• Short exercise: Omit the images, then print each record below exactly as it reads.
-- START Supplied data --
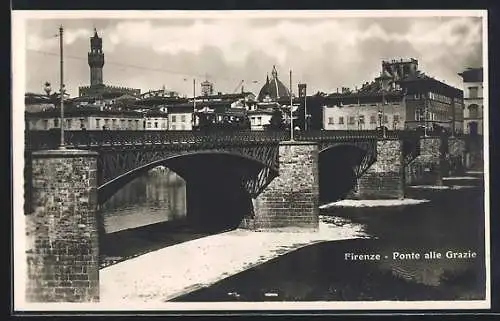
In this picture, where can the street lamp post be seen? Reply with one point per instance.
(306, 116)
(61, 146)
(291, 108)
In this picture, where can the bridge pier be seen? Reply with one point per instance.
(385, 178)
(291, 200)
(63, 255)
(428, 167)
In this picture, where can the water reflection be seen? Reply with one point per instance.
(453, 220)
(156, 197)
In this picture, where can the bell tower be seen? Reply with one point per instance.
(96, 59)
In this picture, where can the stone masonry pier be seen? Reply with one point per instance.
(62, 259)
(291, 200)
(385, 178)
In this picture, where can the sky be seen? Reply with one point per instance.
(325, 52)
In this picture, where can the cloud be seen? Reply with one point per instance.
(326, 53)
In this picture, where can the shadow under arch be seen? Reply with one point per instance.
(339, 169)
(216, 194)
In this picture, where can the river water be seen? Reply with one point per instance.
(150, 212)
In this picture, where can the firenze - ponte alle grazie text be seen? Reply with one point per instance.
(265, 180)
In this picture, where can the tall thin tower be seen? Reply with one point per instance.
(96, 59)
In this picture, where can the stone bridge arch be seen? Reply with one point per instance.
(341, 164)
(117, 169)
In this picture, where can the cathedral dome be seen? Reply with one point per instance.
(273, 88)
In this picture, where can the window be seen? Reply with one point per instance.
(473, 91)
(473, 111)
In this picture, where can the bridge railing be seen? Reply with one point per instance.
(48, 139)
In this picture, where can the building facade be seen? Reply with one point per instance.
(402, 97)
(473, 100)
(96, 64)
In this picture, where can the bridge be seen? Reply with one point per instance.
(123, 155)
(254, 180)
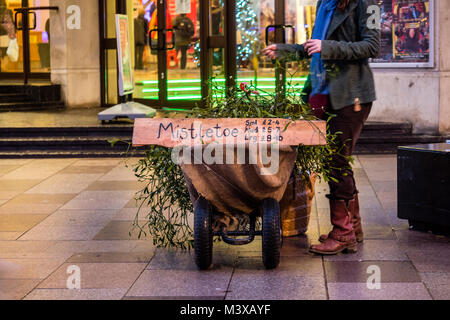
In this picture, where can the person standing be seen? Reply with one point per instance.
(184, 31)
(141, 29)
(345, 35)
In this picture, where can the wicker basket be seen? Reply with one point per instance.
(296, 206)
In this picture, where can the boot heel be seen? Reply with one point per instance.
(351, 249)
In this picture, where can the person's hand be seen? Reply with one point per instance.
(313, 46)
(271, 51)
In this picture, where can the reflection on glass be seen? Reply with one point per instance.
(40, 38)
(183, 63)
(11, 57)
(253, 17)
(301, 14)
(144, 16)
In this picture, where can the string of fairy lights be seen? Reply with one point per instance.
(247, 27)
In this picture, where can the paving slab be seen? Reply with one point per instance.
(120, 173)
(373, 250)
(182, 283)
(62, 232)
(35, 203)
(120, 230)
(7, 168)
(356, 271)
(272, 285)
(9, 188)
(19, 222)
(112, 257)
(79, 218)
(83, 294)
(16, 289)
(97, 162)
(166, 259)
(28, 268)
(307, 265)
(38, 169)
(65, 183)
(433, 257)
(438, 284)
(84, 169)
(96, 275)
(388, 291)
(115, 185)
(10, 235)
(103, 200)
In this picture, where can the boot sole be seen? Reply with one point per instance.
(350, 249)
(357, 240)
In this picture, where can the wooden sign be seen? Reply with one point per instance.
(175, 132)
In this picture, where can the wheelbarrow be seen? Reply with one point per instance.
(223, 188)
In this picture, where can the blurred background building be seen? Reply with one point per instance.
(177, 45)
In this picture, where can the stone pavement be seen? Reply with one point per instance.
(57, 213)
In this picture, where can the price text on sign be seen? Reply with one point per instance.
(174, 132)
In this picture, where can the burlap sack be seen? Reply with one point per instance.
(239, 188)
(296, 205)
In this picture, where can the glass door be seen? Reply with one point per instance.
(25, 39)
(253, 18)
(9, 64)
(167, 52)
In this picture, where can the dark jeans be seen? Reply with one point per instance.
(183, 50)
(350, 123)
(140, 57)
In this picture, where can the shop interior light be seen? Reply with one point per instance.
(290, 80)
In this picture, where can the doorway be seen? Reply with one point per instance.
(27, 24)
(180, 45)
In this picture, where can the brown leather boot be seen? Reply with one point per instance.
(342, 237)
(356, 219)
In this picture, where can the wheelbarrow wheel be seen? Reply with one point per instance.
(203, 235)
(271, 233)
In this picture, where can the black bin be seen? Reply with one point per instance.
(423, 173)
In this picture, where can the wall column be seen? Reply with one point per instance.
(444, 66)
(75, 58)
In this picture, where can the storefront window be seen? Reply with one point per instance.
(8, 34)
(406, 33)
(40, 38)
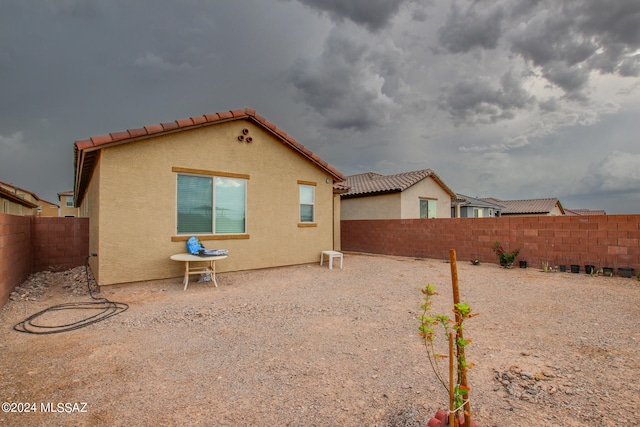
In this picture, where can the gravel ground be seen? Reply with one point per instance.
(309, 346)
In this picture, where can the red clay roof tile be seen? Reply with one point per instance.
(137, 132)
(84, 162)
(169, 126)
(184, 122)
(118, 136)
(102, 139)
(154, 129)
(198, 120)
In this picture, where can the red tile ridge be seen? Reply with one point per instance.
(238, 113)
(225, 115)
(170, 126)
(137, 132)
(260, 118)
(119, 136)
(154, 129)
(184, 122)
(99, 140)
(84, 144)
(198, 120)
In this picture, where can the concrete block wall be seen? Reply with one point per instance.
(59, 243)
(15, 253)
(32, 244)
(600, 240)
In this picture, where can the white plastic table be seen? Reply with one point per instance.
(187, 258)
(331, 255)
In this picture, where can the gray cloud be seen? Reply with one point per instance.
(350, 85)
(478, 100)
(372, 14)
(465, 30)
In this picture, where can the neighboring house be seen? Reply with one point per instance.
(529, 207)
(417, 194)
(67, 206)
(583, 212)
(471, 207)
(13, 204)
(232, 179)
(43, 207)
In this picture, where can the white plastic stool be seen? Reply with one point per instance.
(331, 255)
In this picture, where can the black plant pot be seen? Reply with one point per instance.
(625, 271)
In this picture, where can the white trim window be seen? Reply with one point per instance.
(428, 208)
(307, 203)
(200, 196)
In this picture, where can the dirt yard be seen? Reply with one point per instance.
(309, 346)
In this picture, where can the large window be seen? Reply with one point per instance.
(200, 196)
(427, 208)
(307, 203)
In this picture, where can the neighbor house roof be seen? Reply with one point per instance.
(35, 196)
(371, 183)
(6, 194)
(583, 212)
(530, 206)
(86, 151)
(463, 200)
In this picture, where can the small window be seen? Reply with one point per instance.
(427, 208)
(307, 203)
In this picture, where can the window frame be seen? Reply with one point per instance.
(211, 175)
(312, 185)
(428, 201)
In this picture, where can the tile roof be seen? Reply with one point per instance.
(13, 196)
(463, 200)
(35, 196)
(85, 151)
(529, 206)
(371, 183)
(583, 212)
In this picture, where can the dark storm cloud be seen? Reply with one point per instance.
(568, 40)
(348, 85)
(479, 101)
(465, 30)
(372, 14)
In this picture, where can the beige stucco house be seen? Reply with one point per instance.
(67, 205)
(232, 179)
(29, 205)
(408, 195)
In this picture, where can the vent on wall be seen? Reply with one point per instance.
(244, 136)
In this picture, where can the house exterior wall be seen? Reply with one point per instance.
(382, 206)
(47, 209)
(11, 207)
(401, 205)
(425, 189)
(64, 209)
(134, 192)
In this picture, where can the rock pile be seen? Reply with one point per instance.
(72, 281)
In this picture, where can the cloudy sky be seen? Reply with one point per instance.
(513, 99)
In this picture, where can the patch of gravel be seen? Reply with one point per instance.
-- END Supplied data --
• Full response:
In this picture, where can the street lamp post be seen? Reply with one point per instance.
(306, 116)
(61, 146)
(291, 108)
In this picture, where can the bridge pier be seen? Reply with one point per instance.
(385, 178)
(291, 200)
(63, 255)
(428, 167)
In this picture, where can the water reflection be seen? Reply with one point per instance.
(453, 220)
(156, 197)
In this picture, where can the bell tower be seen? Reply with one point per instance.
(96, 59)
In this picture, where can the stone masonry pier be seen? Reply with one point per instance.
(62, 259)
(291, 200)
(385, 178)
In this picture, where can the sky be seen? Reply with one point per instance.
(325, 52)
In this picture, where can the cloud be seen? Reply with one point per instance.
(326, 53)
In this picture, where can the shadow under arch be seen? Reply with one point per instance.
(339, 169)
(216, 194)
In this picture, where can the river water be seen? Reply with one point per instance.
(150, 212)
In this picture, where can the firenze - ponte alle grazie text be seen? Reply with one point per instance.
(265, 180)
In this picture, where can the tall thin tower be seen? Reply with one point per instance.
(96, 59)
In this picture, where can the stone bridge arch be seen? Reply with one point per instance.
(341, 164)
(117, 169)
In this picture, where can the cathedral dome be seen? Reply with one point per instance.
(273, 88)
In this picture, where can the window be seen? Reply with one point per instance.
(473, 91)
(473, 111)
In this picture, where can the bridge railing be seen? Reply with one point per instance.
(48, 139)
In this picture, where can the building facade be seen? Reply with one point per instance.
(402, 97)
(473, 100)
(96, 64)
In this picture, where can the bridge be seen? Reply with one point per instance.
(123, 155)
(254, 180)
In this picture, where can the person standing be seen? Reply with one point per instance.
(184, 31)
(141, 29)
(345, 35)
In this picture, where can the wicker basket be seen? Reply with one point per instance.
(296, 206)
In this picture, where can the boot heel be seen? Reply with one point per instance.
(351, 249)
In this picture, where can the person's hand be seen? Reply with one point per instance.
(313, 46)
(271, 51)
In this picture, where can the reflection on glass be seen? Reply with one point per instance.
(40, 38)
(183, 63)
(11, 57)
(253, 17)
(301, 14)
(144, 16)
In this picture, where can the string of fairy lights be seen? Reply with one point per instance.
(247, 27)
In this picture, where can the paving slab be seen? Reply with one point per instance.
(120, 173)
(373, 250)
(182, 283)
(62, 232)
(35, 203)
(120, 230)
(7, 168)
(356, 271)
(272, 285)
(9, 188)
(19, 222)
(112, 257)
(79, 218)
(83, 294)
(16, 289)
(97, 162)
(166, 259)
(28, 268)
(307, 265)
(38, 169)
(65, 183)
(433, 257)
(438, 284)
(84, 169)
(96, 275)
(388, 291)
(115, 185)
(10, 235)
(103, 200)
In this picture, where can the boot sole be seen? Reply with one point per instance.
(350, 249)
(357, 240)
In this picture, where can the wooden sign be seen? Reply with one point per instance.
(175, 132)
In this picture, where can the wheelbarrow be seen? Reply with one point per instance.
(223, 188)
In this picture, where can the blurred background building be seen? Reply with one point per instance.
(177, 45)
In this picture, where can the stone pavement be seen? Reply with one point per instance.
(57, 213)
In this picture, where can the price text on sign be seen? Reply with one point per instance.
(174, 132)
In this picture, where can the burlap sack be seen? Reply with one point per instance.
(239, 188)
(296, 205)
In this picture, where can the glass door be seen? Reply with one point per instance.
(25, 39)
(253, 18)
(9, 64)
(167, 52)
In this picture, where can the dark jeans be seen? Reply with one point per instance.
(183, 50)
(350, 123)
(140, 57)
In this picture, where can the shop interior light be seen? Reply with one point per instance.
(290, 80)
In this picture, where can the doorway be seen? Reply with one point per instance.
(27, 24)
(180, 45)
In this picture, where can the brown leather boot be seen? Reply with one point per instance.
(342, 237)
(356, 219)
In this picture, where can the wheelbarrow wheel be seen? Reply with one point per instance.
(203, 235)
(271, 233)
In this picture, where can the black bin be seen? Reply with one point per instance.
(423, 173)
In this picture, where can the wall column be seen? Reply with one point per instance.
(444, 66)
(75, 58)
In this picture, where can the storefront window be seen? Reply with one point per instance.
(8, 34)
(406, 33)
(40, 38)
In this picture, where can the gravel ground be seen? Reply with one point per instance.
(309, 346)
In this picture, where can the red clay roof tile be seen? Reply with one point per instance.
(137, 132)
(84, 162)
(169, 126)
(184, 122)
(118, 136)
(102, 139)
(154, 129)
(198, 120)
In this picture, where can the red tile ridge be seen? Reply with one point per instance.
(238, 113)
(225, 115)
(170, 126)
(137, 132)
(260, 118)
(119, 136)
(154, 129)
(184, 122)
(99, 140)
(84, 144)
(198, 120)
In this picture, where can the concrete block wall be seen? Reply with one point per instance.
(59, 243)
(15, 253)
(32, 244)
(600, 240)
In this picture, where can the white plastic table be seen? Reply with one point per instance.
(187, 258)
(331, 255)
In this picture, where can the gray cloud be seen? Reply with one point per instance.
(350, 85)
(478, 100)
(372, 14)
(465, 30)
In this picture, where can the neighboring house be seen? Reply with one point per instance.
(529, 207)
(417, 194)
(67, 206)
(583, 212)
(471, 207)
(13, 204)
(232, 179)
(43, 207)
In this picture, where can the white plastic stool be seen? Reply with one point per instance.
(331, 255)
In this picture, where can the black plant pot be seen? Reply with one point per instance.
(625, 271)
In this picture, where can the white trim window be seen? Reply with one point per instance.
(428, 208)
(307, 203)
(200, 196)
In this picture, where can the dirt yard be seen? Reply with one point per instance.
(309, 346)
In this picture, where can the large window be seen? Reply with one point per instance.
(200, 196)
(427, 208)
(307, 203)
In this picture, where can the neighbor house roof be seen? Reply with one point per instance.
(35, 196)
(371, 183)
(6, 194)
(583, 212)
(530, 206)
(86, 151)
(463, 200)
In this picture, where can the small window be seen? Reply with one point per instance.
(427, 208)
(307, 203)
In this picture, where can the window frame be seen? Reply with one point per instance.
(211, 175)
(312, 185)
(428, 201)
In this picture, where can the tile roof be seen? Reply with one point per instance.
(13, 196)
(463, 200)
(35, 196)
(85, 151)
(529, 206)
(371, 183)
(583, 212)
In this picture, where can the dark storm cloud be seen? Reply with one point per instance.
(568, 40)
(348, 85)
(479, 101)
(465, 30)
(372, 14)
In this picture, where can the beige stucco house be seen? Reply with one point per instance.
(67, 205)
(232, 179)
(29, 205)
(408, 195)
In this picture, where can the vent on wall be seen? Reply with one point per instance.
(244, 136)
In this picture, where can the house exterior wall be seen? Reply with one point per instance.
(382, 206)
(47, 209)
(11, 207)
(401, 205)
(425, 189)
(64, 209)
(134, 192)
In this picture, where can the rock pile be seen? Reply with one point per instance.
(72, 281)
In this picture, where can the cloudy sky be seen? Reply with one point per instance.
(513, 99)
In this picture, where can the patch of gravel be seen? Reply with one point per instance.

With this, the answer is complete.